- _Provided text_:
Fraternity in Practice: The Role of Young People Today

By: Johan Zongo

October 24, 2025

Ours is a generation born into paradox: never before so connected, yet never before so divided. The digital world shrinks borders, but it also amplifies conflict. We scroll past suffering in real time, yet often remain powerless or indifferent. In such a fractured world, the responsibility of young people is clear: to become the bridge.

Advancing human fraternity begins with the courage to meet differences with dialogue. I think dialogue is often dismissed as soft, but in truth it is radical and even groundbreaking. What we learned throughout the Human Fraternity Fellows Program is that dialogue requires patience in a culture of instant reaction, humility in a time of self-promotion, and openness in a climate of fear. For young people, this means practicing dialogue not just at summits or conferences, but in the quotidian realities of life: choosing to listen across divides in our classrooms, our communities, and even online. Extend a helping hand out even to those who refuse to come to the discussion table.

Equally important is the work of building fraternity into action. Dialogue cannot remain words alone; it must shape the institutions and initiatives we lead. During the fellowship, I witnessed this in Indonesia: hospitals run by Muhammadiyah that serve patients of all faiths, and the Institute of Humanitarian Islam by Nahdlatul Ulama that frames religion as a mercy for all humanity. Young people can mirror this ethos by infusing fraternity into their own projects, whether through activism, art, entrepreneurship, or policy work.

But perhaps the greatest power young people hold is our ability to form communities across boundaries. The fellowship reminded me that fraternity begins not in the abstract but in real relationships. Ten strangers from different corners of the world became a circle of trust, proof that bonds of respect and friendship can transcend divisions of faith, race, or nationality. If we can create these kinds of communities in our own contexts, even on a small scale, they ripple outward into the larger world.

The task is not easy. Fraternity demands resilience in the face of misunderstanding, and hope when cynicism feels more intuitive. But it is precisely this courage that can redefine our generation’s legacy.

If the world insists on reminding us of its fractures, then it falls to us—the young—to remind the world of its wholeness. Lastly, fraternity has never been an inheritance we receive; it is not a gift that flows between generations. It is a responsibility we create, one conversation, one action, and one relationship at a time.

- _Required action A_:
According to the essay, in which country did the author see hospitals run by Muhammadiyah that serve patients of all faiths?
- _Required action B_:
Transcribe the passage of the essay between "But perhaps the" and "our generation’s legacy.", inclusive.
- _Required action C_:
List the kinds of projects through which the essay says young people can infuse fraternity into their own work.

- _Dataset excerpts_:
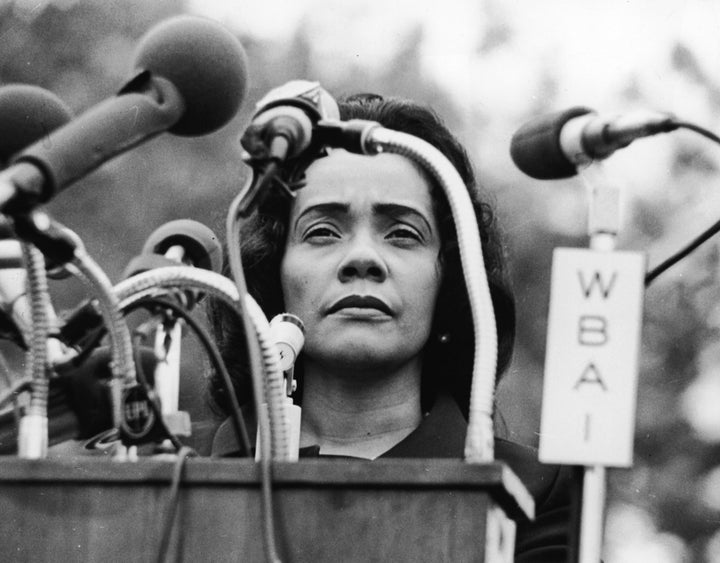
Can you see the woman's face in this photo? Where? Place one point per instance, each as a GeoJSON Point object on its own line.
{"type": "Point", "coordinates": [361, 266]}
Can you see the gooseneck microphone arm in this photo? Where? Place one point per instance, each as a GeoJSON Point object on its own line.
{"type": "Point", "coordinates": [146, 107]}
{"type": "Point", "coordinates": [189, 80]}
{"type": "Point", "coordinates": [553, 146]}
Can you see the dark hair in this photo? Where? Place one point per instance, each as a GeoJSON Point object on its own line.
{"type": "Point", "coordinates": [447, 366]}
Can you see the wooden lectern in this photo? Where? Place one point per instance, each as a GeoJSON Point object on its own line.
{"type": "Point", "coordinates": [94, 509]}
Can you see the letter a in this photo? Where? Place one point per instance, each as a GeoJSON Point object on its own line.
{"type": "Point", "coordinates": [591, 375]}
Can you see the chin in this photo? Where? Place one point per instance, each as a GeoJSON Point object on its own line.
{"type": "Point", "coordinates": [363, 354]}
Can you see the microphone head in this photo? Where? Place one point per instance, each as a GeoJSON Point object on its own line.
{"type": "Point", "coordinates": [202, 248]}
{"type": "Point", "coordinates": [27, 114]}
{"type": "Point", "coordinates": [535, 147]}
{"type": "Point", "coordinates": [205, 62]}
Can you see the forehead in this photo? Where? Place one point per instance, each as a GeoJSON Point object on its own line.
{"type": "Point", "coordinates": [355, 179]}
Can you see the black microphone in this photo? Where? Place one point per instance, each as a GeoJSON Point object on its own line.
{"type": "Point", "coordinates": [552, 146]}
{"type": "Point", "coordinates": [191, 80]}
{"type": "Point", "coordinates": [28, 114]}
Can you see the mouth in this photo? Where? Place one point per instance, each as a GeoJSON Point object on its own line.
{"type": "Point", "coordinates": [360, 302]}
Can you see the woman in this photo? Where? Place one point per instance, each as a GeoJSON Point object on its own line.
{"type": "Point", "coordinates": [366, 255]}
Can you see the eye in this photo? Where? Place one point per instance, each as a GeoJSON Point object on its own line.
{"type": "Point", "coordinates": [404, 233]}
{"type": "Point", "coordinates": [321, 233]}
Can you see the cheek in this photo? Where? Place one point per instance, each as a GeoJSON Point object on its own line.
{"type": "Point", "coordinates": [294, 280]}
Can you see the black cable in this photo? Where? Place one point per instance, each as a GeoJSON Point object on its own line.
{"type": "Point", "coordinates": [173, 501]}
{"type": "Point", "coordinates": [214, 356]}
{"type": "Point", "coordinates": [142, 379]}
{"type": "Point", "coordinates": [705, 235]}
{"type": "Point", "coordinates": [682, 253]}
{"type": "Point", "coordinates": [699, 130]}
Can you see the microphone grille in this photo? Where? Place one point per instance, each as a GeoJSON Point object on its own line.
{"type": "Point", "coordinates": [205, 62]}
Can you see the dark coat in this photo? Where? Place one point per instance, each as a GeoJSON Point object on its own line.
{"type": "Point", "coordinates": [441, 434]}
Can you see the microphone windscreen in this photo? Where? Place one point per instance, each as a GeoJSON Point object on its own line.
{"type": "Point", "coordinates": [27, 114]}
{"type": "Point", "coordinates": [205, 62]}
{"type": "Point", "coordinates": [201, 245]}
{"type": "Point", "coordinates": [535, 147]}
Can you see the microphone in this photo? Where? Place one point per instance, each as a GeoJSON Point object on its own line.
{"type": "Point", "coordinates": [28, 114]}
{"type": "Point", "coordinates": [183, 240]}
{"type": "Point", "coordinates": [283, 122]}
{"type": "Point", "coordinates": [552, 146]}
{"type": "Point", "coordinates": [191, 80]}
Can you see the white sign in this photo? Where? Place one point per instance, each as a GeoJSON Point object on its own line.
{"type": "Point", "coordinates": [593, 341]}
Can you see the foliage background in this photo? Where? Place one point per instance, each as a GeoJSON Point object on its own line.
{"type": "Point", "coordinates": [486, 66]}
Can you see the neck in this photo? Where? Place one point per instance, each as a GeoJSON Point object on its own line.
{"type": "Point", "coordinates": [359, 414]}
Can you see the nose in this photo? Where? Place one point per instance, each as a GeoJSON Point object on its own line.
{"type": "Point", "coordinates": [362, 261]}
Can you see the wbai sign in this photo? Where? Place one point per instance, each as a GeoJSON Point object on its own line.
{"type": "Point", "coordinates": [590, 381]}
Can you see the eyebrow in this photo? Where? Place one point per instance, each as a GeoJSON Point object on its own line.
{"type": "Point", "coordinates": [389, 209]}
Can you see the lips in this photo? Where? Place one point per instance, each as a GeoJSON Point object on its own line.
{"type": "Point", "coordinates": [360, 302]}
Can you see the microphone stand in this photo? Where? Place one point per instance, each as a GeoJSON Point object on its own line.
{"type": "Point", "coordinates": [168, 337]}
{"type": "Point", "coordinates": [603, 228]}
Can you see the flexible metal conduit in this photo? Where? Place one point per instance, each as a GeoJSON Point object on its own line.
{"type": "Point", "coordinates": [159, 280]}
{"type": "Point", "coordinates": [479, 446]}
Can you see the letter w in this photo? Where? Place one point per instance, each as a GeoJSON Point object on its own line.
---
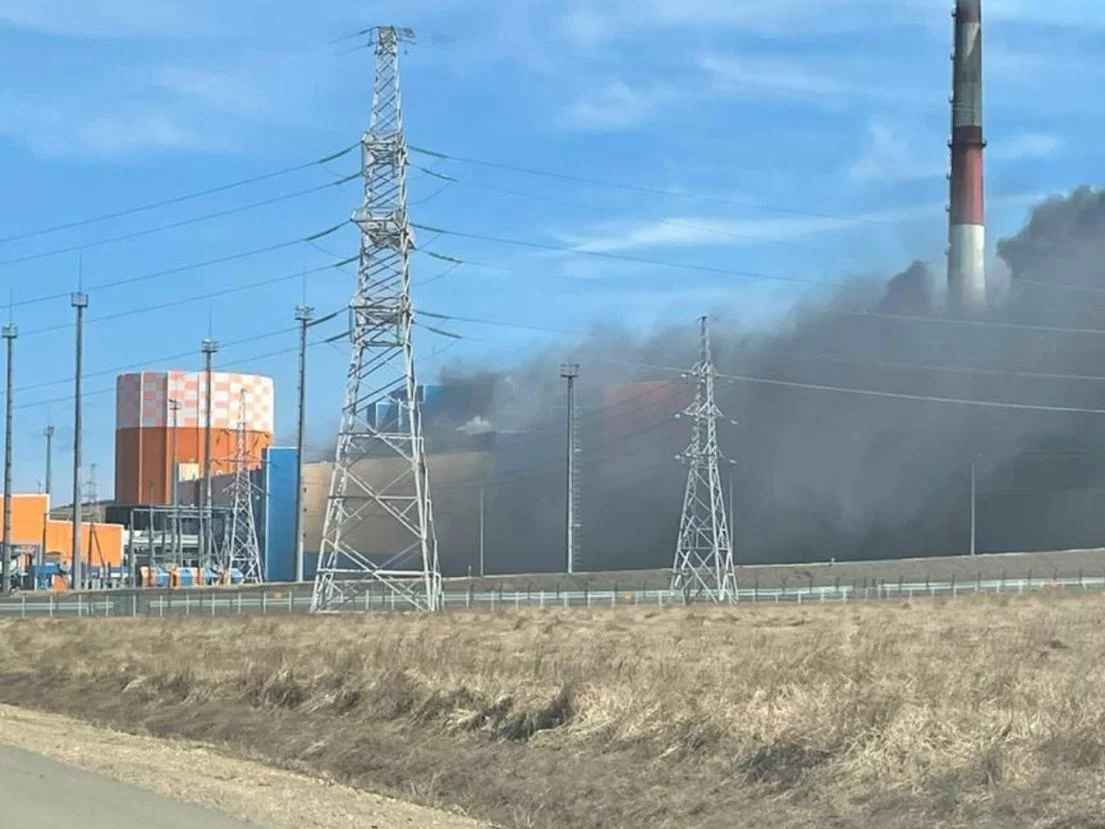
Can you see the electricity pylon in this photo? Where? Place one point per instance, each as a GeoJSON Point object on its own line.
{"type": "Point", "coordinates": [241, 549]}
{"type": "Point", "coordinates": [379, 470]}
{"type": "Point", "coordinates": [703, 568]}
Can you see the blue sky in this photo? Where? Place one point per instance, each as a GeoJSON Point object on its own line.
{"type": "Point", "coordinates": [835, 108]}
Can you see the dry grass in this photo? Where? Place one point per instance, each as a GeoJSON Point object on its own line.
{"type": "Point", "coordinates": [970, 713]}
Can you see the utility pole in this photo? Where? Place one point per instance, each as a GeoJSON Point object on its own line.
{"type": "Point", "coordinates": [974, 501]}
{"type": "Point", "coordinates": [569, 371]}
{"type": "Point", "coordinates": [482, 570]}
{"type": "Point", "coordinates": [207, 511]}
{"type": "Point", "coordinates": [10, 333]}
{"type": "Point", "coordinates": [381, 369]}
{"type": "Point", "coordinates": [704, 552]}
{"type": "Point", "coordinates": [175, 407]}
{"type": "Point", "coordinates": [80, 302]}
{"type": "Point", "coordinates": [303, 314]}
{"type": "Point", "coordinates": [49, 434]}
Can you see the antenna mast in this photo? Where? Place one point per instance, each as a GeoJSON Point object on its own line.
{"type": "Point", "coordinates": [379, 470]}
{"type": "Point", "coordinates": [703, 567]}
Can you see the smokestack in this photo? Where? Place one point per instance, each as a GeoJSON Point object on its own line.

- _Worked solution A_:
Indonesia

- _Worked solution B_:
But perhaps the greatest power young people hold is our ability to form communities across boundaries. The fellowship reminded me that fraternity begins not in the abstract but in real relationships. Ten strangers from different corners of the world became a circle of trust, proof that bonds of respect and friendship can transcend divisions of faith, race, or nationality. If we can create these kinds of communities in our own contexts, even on a small scale, they ripple outward into the larger world.

The task is not easy. Fraternity demands resilience in the face of misunderstanding, and hope when cynicism feels more intuitive. But it is precisely this courage that can redefine our generation’s legacy.

- _Worked solution C_:
activism, art, entrepreneurship, policy work